• EXERCISE TASK: State how many lines in the records contain the string "metal", treating uppercase and lowercase as different. Give only the number.

[Start MATERIAL PROVIDED]

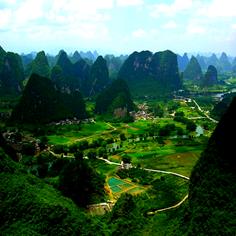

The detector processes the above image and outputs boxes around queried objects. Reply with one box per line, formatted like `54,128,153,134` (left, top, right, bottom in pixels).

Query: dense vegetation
0,45,236,235
183,56,203,83
95,79,135,116
11,74,85,124
179,99,236,235
0,47,24,95
118,51,181,96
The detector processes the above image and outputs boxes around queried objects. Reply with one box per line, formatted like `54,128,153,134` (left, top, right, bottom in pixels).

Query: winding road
98,157,189,215
192,99,218,123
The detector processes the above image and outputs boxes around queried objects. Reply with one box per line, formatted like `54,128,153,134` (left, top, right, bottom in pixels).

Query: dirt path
75,122,117,142
147,194,188,215
192,99,218,123
98,157,189,215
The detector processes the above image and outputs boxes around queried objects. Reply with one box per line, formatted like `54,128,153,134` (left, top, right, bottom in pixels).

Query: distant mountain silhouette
183,56,203,82
118,50,181,95
11,74,86,124
0,47,25,95
184,98,236,235
95,79,135,114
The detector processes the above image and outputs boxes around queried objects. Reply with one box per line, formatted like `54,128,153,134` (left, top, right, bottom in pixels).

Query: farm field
107,177,145,198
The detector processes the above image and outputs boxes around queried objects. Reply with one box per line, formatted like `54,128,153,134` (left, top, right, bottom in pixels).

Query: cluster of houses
50,117,96,125
131,103,154,120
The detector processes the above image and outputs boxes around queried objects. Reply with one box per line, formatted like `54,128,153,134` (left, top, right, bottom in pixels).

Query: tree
87,151,97,159
122,155,132,164
74,151,84,160
59,160,105,207
186,120,197,132
120,133,126,141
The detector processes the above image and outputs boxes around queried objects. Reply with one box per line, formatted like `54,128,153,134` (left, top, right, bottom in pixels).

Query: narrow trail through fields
192,99,218,123
98,157,189,215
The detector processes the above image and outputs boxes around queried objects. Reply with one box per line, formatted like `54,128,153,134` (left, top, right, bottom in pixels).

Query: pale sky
0,0,236,56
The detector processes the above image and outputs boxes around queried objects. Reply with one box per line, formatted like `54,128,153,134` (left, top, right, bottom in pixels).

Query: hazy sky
0,0,236,56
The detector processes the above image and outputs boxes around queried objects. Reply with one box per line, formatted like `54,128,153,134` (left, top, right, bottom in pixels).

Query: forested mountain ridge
95,79,135,114
179,98,236,235
118,50,181,95
11,74,86,123
0,47,25,95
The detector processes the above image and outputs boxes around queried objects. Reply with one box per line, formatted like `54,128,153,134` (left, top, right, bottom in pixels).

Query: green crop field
107,177,145,198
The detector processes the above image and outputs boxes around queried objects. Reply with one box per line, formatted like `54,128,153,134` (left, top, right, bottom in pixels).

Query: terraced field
108,177,145,198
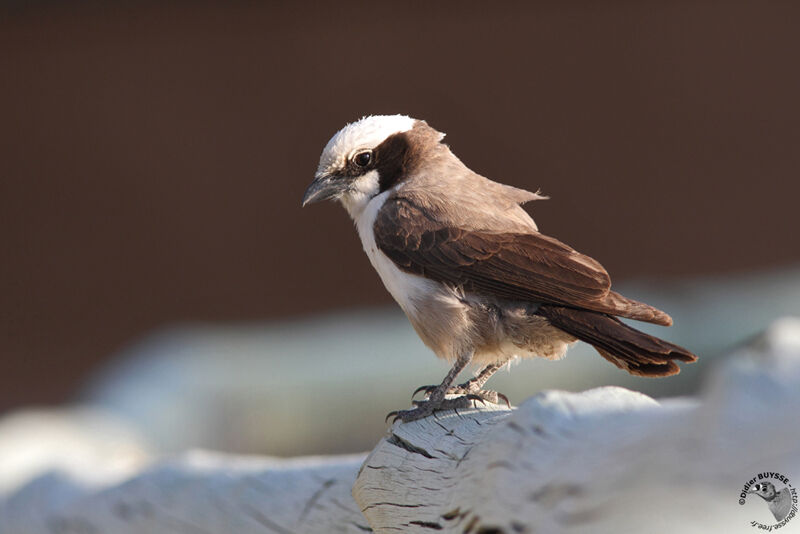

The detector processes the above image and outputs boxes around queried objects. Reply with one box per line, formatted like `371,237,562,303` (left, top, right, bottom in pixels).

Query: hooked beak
303,174,344,207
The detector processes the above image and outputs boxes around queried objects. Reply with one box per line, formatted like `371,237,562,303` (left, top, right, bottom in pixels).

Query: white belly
356,191,438,319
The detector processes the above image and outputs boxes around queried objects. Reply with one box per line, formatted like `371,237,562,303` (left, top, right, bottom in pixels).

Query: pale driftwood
0,323,800,534
0,452,369,534
353,322,800,534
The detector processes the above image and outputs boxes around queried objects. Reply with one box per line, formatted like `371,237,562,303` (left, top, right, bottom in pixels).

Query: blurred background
0,1,800,474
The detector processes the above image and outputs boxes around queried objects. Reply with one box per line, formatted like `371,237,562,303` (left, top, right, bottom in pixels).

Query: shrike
303,115,697,421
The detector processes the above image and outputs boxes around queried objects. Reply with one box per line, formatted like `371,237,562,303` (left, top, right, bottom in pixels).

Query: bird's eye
353,150,372,167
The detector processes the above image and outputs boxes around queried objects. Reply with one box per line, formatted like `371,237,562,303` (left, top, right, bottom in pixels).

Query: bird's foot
386,394,484,423
411,381,511,408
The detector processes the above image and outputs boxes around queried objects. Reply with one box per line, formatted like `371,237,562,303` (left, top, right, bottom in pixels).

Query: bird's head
303,115,444,216
747,482,775,501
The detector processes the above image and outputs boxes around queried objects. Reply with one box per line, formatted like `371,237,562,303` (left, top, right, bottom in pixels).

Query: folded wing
374,198,672,325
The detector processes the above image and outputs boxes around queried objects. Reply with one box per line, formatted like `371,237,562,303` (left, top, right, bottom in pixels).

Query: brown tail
536,304,697,377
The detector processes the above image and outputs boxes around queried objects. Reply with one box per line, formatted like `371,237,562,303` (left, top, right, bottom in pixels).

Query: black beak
303,174,343,207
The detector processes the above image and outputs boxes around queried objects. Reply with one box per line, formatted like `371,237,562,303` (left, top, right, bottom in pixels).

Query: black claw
411,386,436,399
497,393,511,408
464,393,486,406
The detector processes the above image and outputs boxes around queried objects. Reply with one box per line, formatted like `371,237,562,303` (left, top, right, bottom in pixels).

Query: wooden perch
0,320,800,534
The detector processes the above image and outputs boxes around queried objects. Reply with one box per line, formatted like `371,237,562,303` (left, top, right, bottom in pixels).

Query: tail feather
536,304,697,377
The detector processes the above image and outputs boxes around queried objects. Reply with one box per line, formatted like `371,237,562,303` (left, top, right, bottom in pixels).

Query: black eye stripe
353,150,373,167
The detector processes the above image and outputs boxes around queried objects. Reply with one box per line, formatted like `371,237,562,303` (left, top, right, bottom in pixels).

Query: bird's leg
412,363,510,406
386,352,482,423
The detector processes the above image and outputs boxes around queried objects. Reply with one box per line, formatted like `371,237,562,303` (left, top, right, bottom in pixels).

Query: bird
747,482,792,521
302,115,697,422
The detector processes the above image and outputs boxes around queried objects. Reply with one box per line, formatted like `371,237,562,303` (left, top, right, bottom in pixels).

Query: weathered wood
0,322,800,534
353,325,800,534
0,452,369,534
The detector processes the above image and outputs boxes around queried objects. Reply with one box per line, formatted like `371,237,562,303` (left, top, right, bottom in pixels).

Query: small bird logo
747,482,792,522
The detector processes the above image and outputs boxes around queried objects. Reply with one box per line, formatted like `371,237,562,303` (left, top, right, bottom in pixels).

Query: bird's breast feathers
354,190,439,319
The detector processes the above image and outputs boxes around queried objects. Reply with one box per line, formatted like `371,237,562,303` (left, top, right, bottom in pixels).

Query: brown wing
374,198,671,324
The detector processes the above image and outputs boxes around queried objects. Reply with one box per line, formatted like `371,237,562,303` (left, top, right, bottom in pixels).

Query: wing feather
374,197,671,324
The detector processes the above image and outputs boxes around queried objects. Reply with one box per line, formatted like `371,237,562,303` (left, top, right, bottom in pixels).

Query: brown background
0,2,800,409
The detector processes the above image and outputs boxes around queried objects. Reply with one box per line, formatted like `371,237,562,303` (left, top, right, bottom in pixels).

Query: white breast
354,191,437,317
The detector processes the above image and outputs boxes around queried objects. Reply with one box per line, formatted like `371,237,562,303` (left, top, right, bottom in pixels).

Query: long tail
536,304,697,377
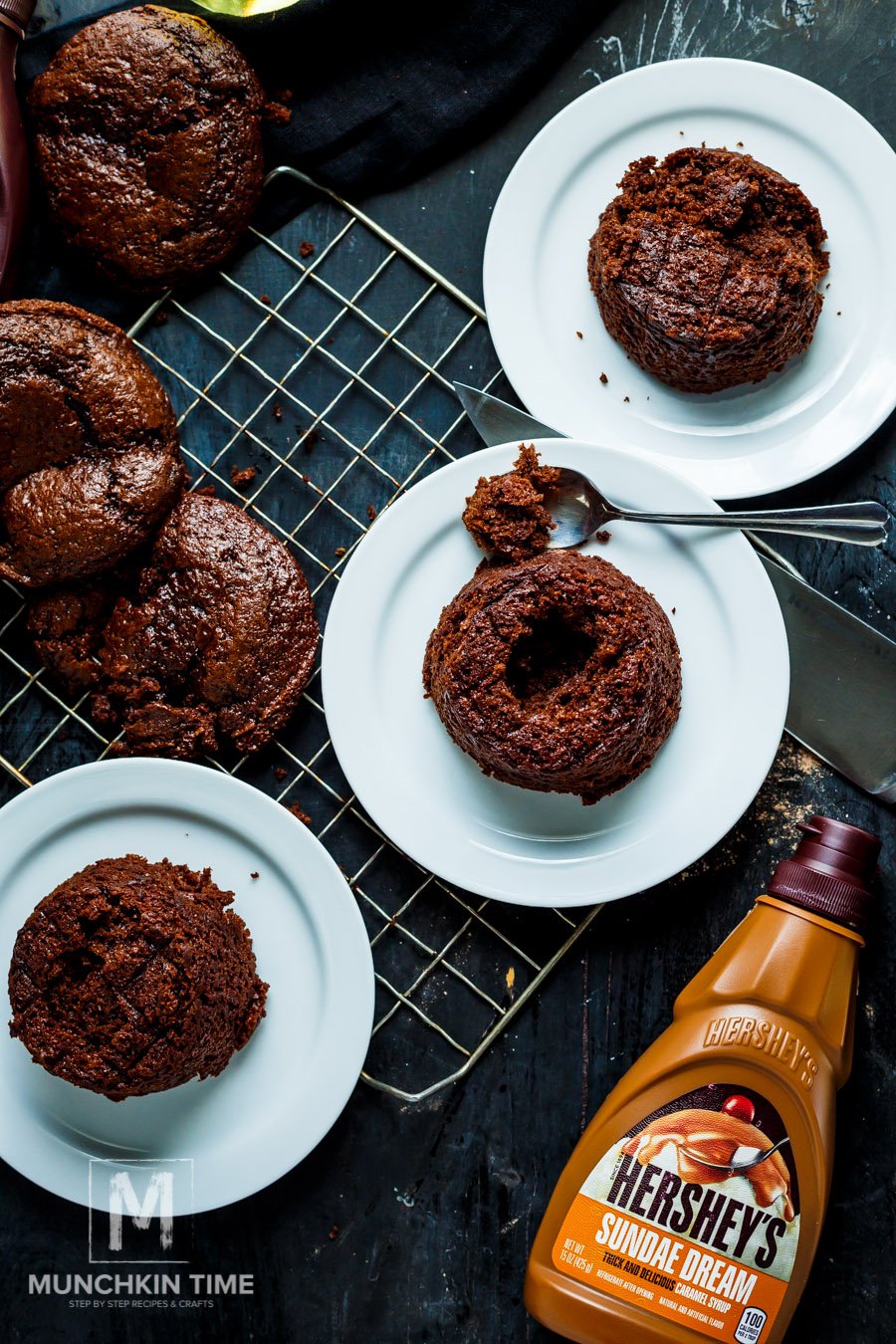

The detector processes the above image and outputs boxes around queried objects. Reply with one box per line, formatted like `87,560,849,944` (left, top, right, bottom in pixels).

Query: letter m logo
89,1157,193,1264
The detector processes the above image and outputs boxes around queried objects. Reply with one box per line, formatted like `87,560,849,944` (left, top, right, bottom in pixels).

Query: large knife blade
454,383,896,802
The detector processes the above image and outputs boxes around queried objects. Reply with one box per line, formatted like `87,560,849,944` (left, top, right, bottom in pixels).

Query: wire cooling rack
0,168,597,1101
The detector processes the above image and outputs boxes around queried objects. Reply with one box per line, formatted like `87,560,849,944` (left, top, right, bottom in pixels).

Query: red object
0,0,35,293
722,1095,757,1125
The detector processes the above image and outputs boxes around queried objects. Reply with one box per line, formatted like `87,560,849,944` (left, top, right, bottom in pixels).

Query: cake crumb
230,466,258,491
262,101,293,126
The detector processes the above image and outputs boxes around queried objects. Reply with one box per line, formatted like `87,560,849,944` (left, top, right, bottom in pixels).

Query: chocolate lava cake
0,299,184,587
30,5,265,291
423,550,681,802
588,148,829,392
84,495,319,760
9,853,268,1101
464,444,560,560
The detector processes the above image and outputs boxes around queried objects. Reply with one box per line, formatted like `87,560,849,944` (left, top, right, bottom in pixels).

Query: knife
454,383,896,802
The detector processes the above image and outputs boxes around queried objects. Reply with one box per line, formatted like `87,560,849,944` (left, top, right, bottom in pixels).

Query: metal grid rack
0,168,599,1101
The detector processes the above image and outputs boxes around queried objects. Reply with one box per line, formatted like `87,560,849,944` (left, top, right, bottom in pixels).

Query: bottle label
554,1083,799,1344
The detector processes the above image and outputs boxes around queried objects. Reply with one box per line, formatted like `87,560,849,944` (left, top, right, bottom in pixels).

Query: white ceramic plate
323,439,788,906
484,58,896,499
0,760,373,1214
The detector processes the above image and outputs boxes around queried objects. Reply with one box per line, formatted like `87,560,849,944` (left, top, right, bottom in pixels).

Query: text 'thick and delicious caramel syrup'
526,817,880,1344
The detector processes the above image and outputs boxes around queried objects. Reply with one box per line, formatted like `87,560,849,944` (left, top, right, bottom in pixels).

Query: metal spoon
547,466,889,550
681,1134,789,1174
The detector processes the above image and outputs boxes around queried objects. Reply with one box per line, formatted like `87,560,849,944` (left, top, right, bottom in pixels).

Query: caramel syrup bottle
526,815,880,1344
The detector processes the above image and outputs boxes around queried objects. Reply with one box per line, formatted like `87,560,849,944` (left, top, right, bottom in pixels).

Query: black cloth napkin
19,0,608,197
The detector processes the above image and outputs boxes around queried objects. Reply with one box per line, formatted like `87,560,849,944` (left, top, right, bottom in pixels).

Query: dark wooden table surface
0,0,896,1344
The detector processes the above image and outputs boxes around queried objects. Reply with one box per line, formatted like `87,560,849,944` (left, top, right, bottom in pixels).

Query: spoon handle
619,500,889,546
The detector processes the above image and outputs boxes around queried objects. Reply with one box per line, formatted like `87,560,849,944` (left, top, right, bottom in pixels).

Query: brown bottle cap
0,0,35,38
769,815,880,929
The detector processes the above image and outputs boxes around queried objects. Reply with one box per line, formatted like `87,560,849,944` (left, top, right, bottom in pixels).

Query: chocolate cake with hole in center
423,552,681,802
588,148,829,392
9,853,268,1101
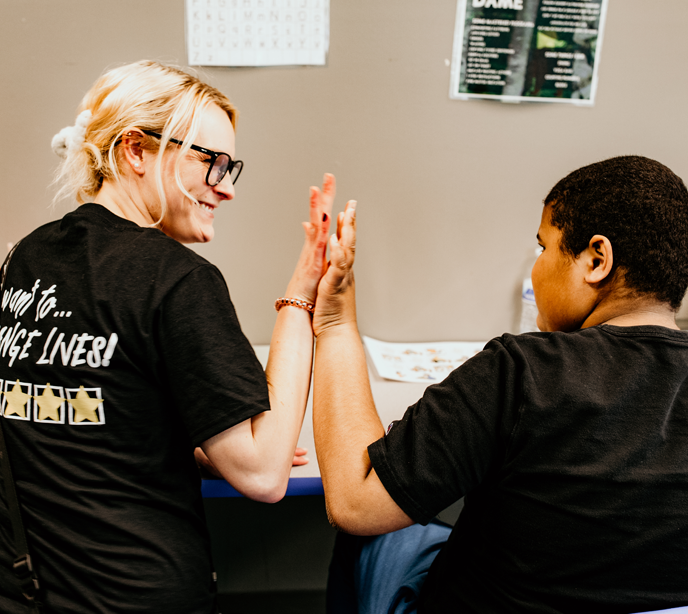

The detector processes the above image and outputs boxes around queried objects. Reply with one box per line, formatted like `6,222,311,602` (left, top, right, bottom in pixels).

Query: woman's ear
121,128,145,175
581,235,614,284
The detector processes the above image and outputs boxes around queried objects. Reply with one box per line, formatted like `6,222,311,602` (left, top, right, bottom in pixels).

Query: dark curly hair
545,156,688,310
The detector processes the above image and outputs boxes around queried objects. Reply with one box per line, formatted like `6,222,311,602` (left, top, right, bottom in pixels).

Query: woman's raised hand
313,200,356,336
285,173,337,303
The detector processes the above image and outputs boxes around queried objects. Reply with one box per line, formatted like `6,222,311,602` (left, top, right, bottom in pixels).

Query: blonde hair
53,60,237,222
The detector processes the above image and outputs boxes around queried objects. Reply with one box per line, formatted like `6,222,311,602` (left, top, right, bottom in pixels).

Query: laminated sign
449,0,608,105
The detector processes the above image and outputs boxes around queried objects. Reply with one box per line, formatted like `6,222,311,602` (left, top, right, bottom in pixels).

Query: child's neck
581,298,679,330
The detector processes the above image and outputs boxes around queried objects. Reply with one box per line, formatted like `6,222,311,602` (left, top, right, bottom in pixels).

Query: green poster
449,0,608,105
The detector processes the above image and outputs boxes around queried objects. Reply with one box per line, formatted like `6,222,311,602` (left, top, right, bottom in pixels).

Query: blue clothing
327,520,451,614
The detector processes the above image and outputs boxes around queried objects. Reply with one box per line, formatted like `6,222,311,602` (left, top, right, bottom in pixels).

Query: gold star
5,380,31,418
34,384,64,422
69,386,103,422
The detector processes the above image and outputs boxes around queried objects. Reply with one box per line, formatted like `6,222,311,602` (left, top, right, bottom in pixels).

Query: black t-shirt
369,326,688,614
0,204,269,614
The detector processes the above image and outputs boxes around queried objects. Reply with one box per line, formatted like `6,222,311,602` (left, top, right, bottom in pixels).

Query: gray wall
0,0,688,343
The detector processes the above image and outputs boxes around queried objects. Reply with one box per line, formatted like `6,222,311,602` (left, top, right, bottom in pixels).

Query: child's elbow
236,476,288,503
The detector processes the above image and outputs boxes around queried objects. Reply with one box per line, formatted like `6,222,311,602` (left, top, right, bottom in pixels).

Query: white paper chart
186,0,330,66
363,336,486,384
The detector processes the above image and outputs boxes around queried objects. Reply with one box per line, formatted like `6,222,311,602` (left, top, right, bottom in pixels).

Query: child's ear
584,235,614,284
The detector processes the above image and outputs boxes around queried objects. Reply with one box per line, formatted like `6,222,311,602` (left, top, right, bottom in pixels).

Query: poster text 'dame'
450,0,608,105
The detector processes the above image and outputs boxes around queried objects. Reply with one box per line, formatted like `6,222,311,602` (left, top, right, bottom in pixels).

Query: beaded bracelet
275,297,315,313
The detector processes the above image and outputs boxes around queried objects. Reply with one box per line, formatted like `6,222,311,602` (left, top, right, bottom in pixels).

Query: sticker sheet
363,336,487,384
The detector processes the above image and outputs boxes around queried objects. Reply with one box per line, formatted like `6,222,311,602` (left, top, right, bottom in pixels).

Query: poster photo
449,0,608,106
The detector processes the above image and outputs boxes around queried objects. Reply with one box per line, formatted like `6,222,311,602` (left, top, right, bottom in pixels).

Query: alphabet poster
186,0,330,66
449,0,608,105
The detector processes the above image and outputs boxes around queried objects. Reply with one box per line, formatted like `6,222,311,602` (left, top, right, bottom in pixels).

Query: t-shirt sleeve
156,265,270,446
368,339,520,524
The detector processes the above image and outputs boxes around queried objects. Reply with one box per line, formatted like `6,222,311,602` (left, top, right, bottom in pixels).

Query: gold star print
5,380,31,418
69,386,103,422
34,384,64,422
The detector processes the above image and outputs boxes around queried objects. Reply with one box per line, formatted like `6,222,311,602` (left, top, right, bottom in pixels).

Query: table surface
203,345,428,497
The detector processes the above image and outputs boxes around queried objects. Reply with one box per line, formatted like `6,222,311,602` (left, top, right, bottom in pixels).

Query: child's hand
285,173,337,303
313,200,356,336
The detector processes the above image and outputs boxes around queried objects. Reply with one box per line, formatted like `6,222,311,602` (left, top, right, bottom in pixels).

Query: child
313,156,688,614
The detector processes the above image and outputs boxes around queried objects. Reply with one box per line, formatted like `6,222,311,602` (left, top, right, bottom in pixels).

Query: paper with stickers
363,336,486,384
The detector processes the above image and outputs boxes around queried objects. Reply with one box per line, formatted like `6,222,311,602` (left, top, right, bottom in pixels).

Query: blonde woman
0,62,334,614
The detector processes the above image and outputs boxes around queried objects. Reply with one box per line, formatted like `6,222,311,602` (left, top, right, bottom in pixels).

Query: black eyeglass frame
142,130,244,188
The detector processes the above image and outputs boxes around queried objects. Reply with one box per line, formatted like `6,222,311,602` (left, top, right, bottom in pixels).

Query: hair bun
51,109,92,158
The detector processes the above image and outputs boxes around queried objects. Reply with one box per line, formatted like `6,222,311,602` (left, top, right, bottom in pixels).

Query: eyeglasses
143,130,244,187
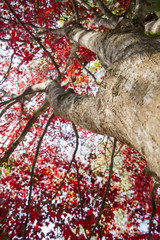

[End MATERIAL PROVIDED]

• TASK SOLUTION: 2